begin Data extract
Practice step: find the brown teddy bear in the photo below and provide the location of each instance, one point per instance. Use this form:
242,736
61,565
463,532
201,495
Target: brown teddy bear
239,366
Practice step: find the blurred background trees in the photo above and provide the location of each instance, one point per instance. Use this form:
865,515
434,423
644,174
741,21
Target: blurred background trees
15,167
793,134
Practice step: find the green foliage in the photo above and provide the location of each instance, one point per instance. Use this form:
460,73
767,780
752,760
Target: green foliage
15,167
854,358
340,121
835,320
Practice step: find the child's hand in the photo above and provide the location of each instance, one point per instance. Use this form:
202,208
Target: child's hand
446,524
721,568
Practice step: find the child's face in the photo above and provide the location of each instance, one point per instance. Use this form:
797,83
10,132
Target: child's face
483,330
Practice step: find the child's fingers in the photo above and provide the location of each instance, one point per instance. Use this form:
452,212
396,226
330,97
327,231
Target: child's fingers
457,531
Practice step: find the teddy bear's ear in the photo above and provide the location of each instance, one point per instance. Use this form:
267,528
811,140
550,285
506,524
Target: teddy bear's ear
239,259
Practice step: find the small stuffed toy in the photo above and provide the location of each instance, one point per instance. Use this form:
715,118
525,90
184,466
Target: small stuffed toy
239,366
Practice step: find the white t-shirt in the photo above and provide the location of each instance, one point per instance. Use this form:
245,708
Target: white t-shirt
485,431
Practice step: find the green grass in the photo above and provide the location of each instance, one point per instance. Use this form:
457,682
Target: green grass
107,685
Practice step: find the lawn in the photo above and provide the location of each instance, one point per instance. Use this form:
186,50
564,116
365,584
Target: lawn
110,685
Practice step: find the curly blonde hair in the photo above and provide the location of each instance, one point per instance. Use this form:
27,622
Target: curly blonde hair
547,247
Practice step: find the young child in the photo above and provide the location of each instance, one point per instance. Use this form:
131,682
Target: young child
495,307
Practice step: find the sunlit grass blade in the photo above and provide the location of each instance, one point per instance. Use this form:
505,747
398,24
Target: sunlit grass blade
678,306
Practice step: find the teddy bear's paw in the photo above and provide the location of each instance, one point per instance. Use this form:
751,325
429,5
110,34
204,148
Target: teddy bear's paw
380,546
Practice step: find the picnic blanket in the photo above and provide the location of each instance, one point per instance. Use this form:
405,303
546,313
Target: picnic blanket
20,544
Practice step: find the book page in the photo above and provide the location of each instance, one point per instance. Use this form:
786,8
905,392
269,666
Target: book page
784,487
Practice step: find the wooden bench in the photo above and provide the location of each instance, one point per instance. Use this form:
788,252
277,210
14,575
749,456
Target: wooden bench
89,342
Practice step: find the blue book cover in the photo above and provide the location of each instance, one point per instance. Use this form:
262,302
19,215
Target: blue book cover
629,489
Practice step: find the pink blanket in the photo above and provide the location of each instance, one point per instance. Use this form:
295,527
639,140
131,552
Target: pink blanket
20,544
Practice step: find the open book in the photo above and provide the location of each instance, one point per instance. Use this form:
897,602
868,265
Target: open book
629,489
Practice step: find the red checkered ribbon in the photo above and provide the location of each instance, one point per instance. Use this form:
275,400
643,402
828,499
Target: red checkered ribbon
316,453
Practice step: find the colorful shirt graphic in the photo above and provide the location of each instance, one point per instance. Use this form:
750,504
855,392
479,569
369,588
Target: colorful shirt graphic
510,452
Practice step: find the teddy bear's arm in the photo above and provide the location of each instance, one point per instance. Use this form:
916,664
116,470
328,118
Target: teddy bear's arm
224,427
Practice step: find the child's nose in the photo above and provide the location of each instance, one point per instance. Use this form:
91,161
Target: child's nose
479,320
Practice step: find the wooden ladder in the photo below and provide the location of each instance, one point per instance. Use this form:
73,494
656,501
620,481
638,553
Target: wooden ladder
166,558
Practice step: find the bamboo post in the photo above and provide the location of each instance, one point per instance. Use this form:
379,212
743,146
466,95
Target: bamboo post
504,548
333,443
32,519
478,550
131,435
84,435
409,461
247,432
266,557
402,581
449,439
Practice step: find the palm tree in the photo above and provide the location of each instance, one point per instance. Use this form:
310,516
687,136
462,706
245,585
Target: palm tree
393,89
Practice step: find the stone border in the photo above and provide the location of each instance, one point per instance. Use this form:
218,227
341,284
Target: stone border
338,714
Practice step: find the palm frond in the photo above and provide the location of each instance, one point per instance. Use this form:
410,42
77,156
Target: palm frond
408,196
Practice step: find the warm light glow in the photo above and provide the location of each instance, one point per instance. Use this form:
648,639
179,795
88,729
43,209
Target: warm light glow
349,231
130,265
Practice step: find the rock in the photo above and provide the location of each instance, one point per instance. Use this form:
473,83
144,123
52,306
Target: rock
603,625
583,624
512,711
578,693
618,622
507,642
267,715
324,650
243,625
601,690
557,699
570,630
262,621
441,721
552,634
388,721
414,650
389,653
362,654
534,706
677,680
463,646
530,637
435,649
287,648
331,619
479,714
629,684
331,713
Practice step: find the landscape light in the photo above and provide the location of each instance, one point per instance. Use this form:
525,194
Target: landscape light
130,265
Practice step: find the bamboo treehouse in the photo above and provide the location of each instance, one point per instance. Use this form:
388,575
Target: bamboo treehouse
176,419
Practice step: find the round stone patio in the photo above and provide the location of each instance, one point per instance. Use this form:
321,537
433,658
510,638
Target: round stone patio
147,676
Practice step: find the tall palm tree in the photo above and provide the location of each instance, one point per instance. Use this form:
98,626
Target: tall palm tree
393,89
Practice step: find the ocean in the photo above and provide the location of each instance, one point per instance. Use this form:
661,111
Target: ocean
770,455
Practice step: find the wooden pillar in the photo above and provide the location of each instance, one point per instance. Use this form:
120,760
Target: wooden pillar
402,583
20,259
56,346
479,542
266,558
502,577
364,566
end Data extract
» **Description of the task**:
Put every line of the records above into a Markdown table with two columns, Row and Line, numbering each row and skipping blank lines.

» **Answer to this problem**:
| Row | Line |
|---|---|
| 1 | Practice step: find the brown teddy bear in the photo below and provide the location of each instance, one point per instance. Use this form: |
| 2 | 242,736 |
| 3 | 61,565 |
| 4 | 463,532 |
| 5 | 201,495 |
| 6 | Target: brown teddy bear |
| 7 | 239,366 |
| 8 | Practice step: find the blurred background trees in the photo above and provide the location of each instance, one point per instance. Use this form: |
| 9 | 865,515 |
| 10 | 434,423 |
| 11 | 644,174 |
| 12 | 741,21 |
| 13 | Target: blurred background trees |
| 14 | 15,167 |
| 15 | 793,134 |
| 16 | Practice step: find the green foliage in the photo above and provide the location of each instance, one point per instance. Use this form: |
| 17 | 460,73 |
| 18 | 767,780 |
| 19 | 752,760 |
| 20 | Target: green foliage |
| 21 | 15,167 |
| 22 | 854,358 |
| 23 | 340,121 |
| 24 | 835,320 |
| 25 | Practice step: find the child's hand in the photo above and provide the location of each instance, one point per instance. Use this form: |
| 26 | 202,208 |
| 27 | Target: child's hand |
| 28 | 446,524 |
| 29 | 721,568 |
| 30 | Practice step: find the child's face in the photo above and provide the location of each instance, one point per instance. Use this form: |
| 31 | 797,83 |
| 32 | 10,132 |
| 33 | Target: child's face |
| 34 | 483,330 |
| 35 | Practice step: find the child's fingers in the photo above and provide the location of each instance, one point per instance. Use this form: |
| 36 | 452,212 |
| 37 | 396,226 |
| 38 | 330,97 |
| 39 | 327,231 |
| 40 | Target: child's fingers |
| 41 | 457,531 |
| 42 | Practice step: find the teddy bear's ear in the photo above and provide the location of each instance, one point per instance. Use this form: |
| 43 | 267,528 |
| 44 | 811,140 |
| 45 | 550,285 |
| 46 | 506,524 |
| 47 | Target: teddy bear's ear |
| 48 | 239,259 |
| 49 | Practice step: find the small stuffed toy in the photo above and provide the location of each instance, one point per instance. Use this form: |
| 50 | 715,118 |
| 51 | 525,90 |
| 52 | 184,466 |
| 53 | Target: small stuffed toy |
| 54 | 239,366 |
| 55 | Practice step: find the white t-shirt in the photo above and provide the location of each instance, one point per instance. Use this form: |
| 56 | 245,708 |
| 57 | Target: white t-shirt |
| 58 | 485,431 |
| 59 | Practice step: find the green grass in the photo above and provide the location of each instance, one point per instance. Use this form: |
| 60 | 457,682 |
| 61 | Target: green grass |
| 62 | 107,685 |
| 63 | Practice step: find the lawn in the photo above and provide the location of each instance, one point per instance. Use this form: |
| 64 | 186,50 |
| 65 | 564,116 |
| 66 | 365,584 |
| 67 | Target: lawn |
| 68 | 110,685 |
| 69 | Practice step: find the curly blonde hair in the photo above and provide the location of each instance, one point per instance. Use this form: |
| 70 | 27,622 |
| 71 | Target: curly blonde hair |
| 72 | 547,247 |
| 73 | Practice step: find the young child in the photo above and provide the location of each instance, one point per instance. Use this form: |
| 74 | 131,682 |
| 75 | Target: young child |
| 76 | 495,307 |
| 77 | Practice step: find the sunlit grass blade in the photo above and provide the location of each instance, one point per instance. Use this form: |
| 78 | 505,747 |
| 79 | 398,24 |
| 80 | Target: sunlit grass blade |
| 81 | 678,306 |
| 82 | Practice step: find the teddy bear's paw in the photo above and provide the location of each instance, one point per instance. Use this form: |
| 83 | 751,325 |
| 84 | 429,5 |
| 85 | 110,34 |
| 86 | 204,148 |
| 87 | Target: teddy bear's paw |
| 88 | 380,546 |
| 89 | Practice step: find the picnic blanket in the photo above and provide the location of each instance, one point per instance. Use this form: |
| 90 | 405,303 |
| 91 | 546,313 |
| 92 | Target: picnic blanket |
| 93 | 20,544 |
| 94 | Practice step: find the book page in the photo above and provide the location of each instance, one point per instance. Use this form: |
| 95 | 786,8 |
| 96 | 905,392 |
| 97 | 269,666 |
| 98 | Target: book page |
| 99 | 784,487 |
| 100 | Practice step: find the wooden bench in the photo above and provide the location of each instance, one point per instance. Use this form: |
| 101 | 788,252 |
| 102 | 277,210 |
| 103 | 14,575 |
| 104 | 749,456 |
| 105 | Target: wooden bench |
| 106 | 89,342 |
| 107 | Practice step: find the blue book cover in the photo above and provide the location of each instance, one point per instance. Use this form: |
| 108 | 262,302 |
| 109 | 19,215 |
| 110 | Target: blue book cover |
| 111 | 629,489 |
| 112 | Practice step: find the pink blanket in the photo above and provide the location of each instance, one point per instance. Use this form: |
| 113 | 295,527 |
| 114 | 639,140 |
| 115 | 131,552 |
| 116 | Target: pink blanket |
| 117 | 20,544 |
| 118 | Practice step: find the open book in the photo above and provide the location of each instance, one point per instance. Use this form: |
| 119 | 897,602 |
| 120 | 868,265 |
| 121 | Target: open book |
| 122 | 629,489 |
| 123 | Practice step: find the red checkered ribbon in the photo above and provide the location of each instance, one point per instance. Use this form: |
| 124 | 275,400 |
| 125 | 643,402 |
| 126 | 828,499 |
| 127 | Target: red checkered ribbon |
| 128 | 316,453 |
| 129 | Practice step: find the colorful shirt graphic in the photo above and provide the location of each instance, one point per instance. Use this form: |
| 130 | 750,504 |
| 131 | 855,392 |
| 132 | 479,569 |
| 133 | 369,588 |
| 134 | Target: colorful shirt graphic |
| 135 | 510,452 |
| 136 | Practice step: find the teddy bear's arm in the photo above and provide the location of each instance, one point per instance. Use this form: |
| 137 | 916,664 |
| 138 | 116,470 |
| 139 | 328,118 |
| 140 | Target: teddy bear's arm |
| 141 | 224,427 |
| 142 | Practice step: find the child's nose in the photo above and provide the location of each instance, one point per instance. Use this form: |
| 143 | 91,161 |
| 144 | Target: child's nose |
| 145 | 479,320 |
| 146 | Practice step: find the wooden ladder in the photo below and provide the location of each instance, one point per instance. Use this form: |
| 147 | 73,494 |
| 148 | 656,501 |
| 149 | 620,481 |
| 150 | 638,553 |
| 151 | Target: wooden ladder |
| 152 | 166,558 |
| 153 | Practice step: find the bamboo post in the photo above and provide the location of each instance, one point per instance. Use this form: |
| 154 | 379,212 |
| 155 | 743,146 |
| 156 | 466,95 |
| 157 | Target: bamboo post |
| 158 | 504,548 |
| 159 | 333,443 |
| 160 | 32,519 |
| 161 | 478,550 |
| 162 | 131,435 |
| 163 | 84,435 |
| 164 | 409,461 |
| 165 | 247,432 |
| 166 | 266,557 |
| 167 | 402,581 |
| 168 | 449,439 |
| 169 | Practice step: find the palm tree in the photo above and provide the location of each instance, one point per instance. Use this form: |
| 170 | 310,516 |
| 171 | 687,136 |
| 172 | 462,706 |
| 173 | 245,585 |
| 174 | Target: palm tree |
| 175 | 393,89 |
| 176 | Practice step: find the stone border in the photo above and provide the location of each instance, one point per instance. Use this form: |
| 177 | 218,227 |
| 178 | 341,284 |
| 179 | Target: stone border |
| 180 | 338,714 |
| 181 | Practice step: find the palm frond in the photo above and provide the location of each instance, one point per instance. Use this form: |
| 182 | 410,42 |
| 183 | 77,156 |
| 184 | Target: palm frond |
| 185 | 408,196 |
| 186 | Practice step: find the warm light glow in the photo above and provide the location of each instance, one point per instance. Use this form: |
| 187 | 648,639 |
| 188 | 179,795 |
| 189 | 88,729 |
| 190 | 43,209 |
| 191 | Target: warm light glow |
| 192 | 349,231 |
| 193 | 130,265 |
| 194 | Practice step: find the rock in the photo above and provide the location of each instance, one point per instance. Use this form: |
| 195 | 473,83 |
| 196 | 144,123 |
| 197 | 52,306 |
| 198 | Target: rock |
| 199 | 603,625 |
| 200 | 583,624 |
| 201 | 512,711 |
| 202 | 578,693 |
| 203 | 618,622 |
| 204 | 507,642 |
| 205 | 267,715 |
| 206 | 324,650 |
| 207 | 243,625 |
| 208 | 601,690 |
| 209 | 557,699 |
| 210 | 570,630 |
| 211 | 262,621 |
| 212 | 441,721 |
| 213 | 552,634 |
| 214 | 388,721 |
| 215 | 414,650 |
| 216 | 389,653 |
| 217 | 362,654 |
| 218 | 534,706 |
| 219 | 677,680 |
| 220 | 463,646 |
| 221 | 530,637 |
| 222 | 435,649 |
| 223 | 287,648 |
| 224 | 331,619 |
| 225 | 479,714 |
| 226 | 629,684 |
| 227 | 331,713 |
| 228 | Practice step: find the landscape light in the photo above and provide the location of each instance, one point per instance. Use this form: |
| 229 | 525,194 |
| 230 | Target: landscape light |
| 231 | 130,265 |
| 232 | Practice step: find the bamboo treehouse in the photo above and provide the location of each instance, one point per instance. Use this form: |
| 233 | 388,575 |
| 234 | Target: bamboo treehouse |
| 235 | 176,419 |
| 236 | Practice step: find the round stone patio in the photo above and provide the location of each instance, one point per instance. Use this form: |
| 237 | 321,537 |
| 238 | 433,658 |
| 239 | 510,638 |
| 240 | Target: round stone patio |
| 241 | 147,676 |
| 242 | Practice step: find the tall palm tree in the photo above and provide the location of each instance, one point per instance. Use this form: |
| 243 | 98,626 |
| 244 | Target: tall palm tree |
| 245 | 393,89 |
| 246 | Practice step: find the ocean in the photo above and provide the location of each instance, one point per instance. Use this form: |
| 247 | 661,111 |
| 248 | Target: ocean |
| 249 | 770,455 |
| 250 | Practice step: find the wooden pillar in the photo above and provide the location of each instance, one point per instance. Use this form: |
| 251 | 120,760 |
| 252 | Target: wooden pillar |
| 253 | 402,583 |
| 254 | 20,259 |
| 255 | 56,346 |
| 256 | 479,542 |
| 257 | 266,558 |
| 258 | 502,577 |
| 259 | 364,566 |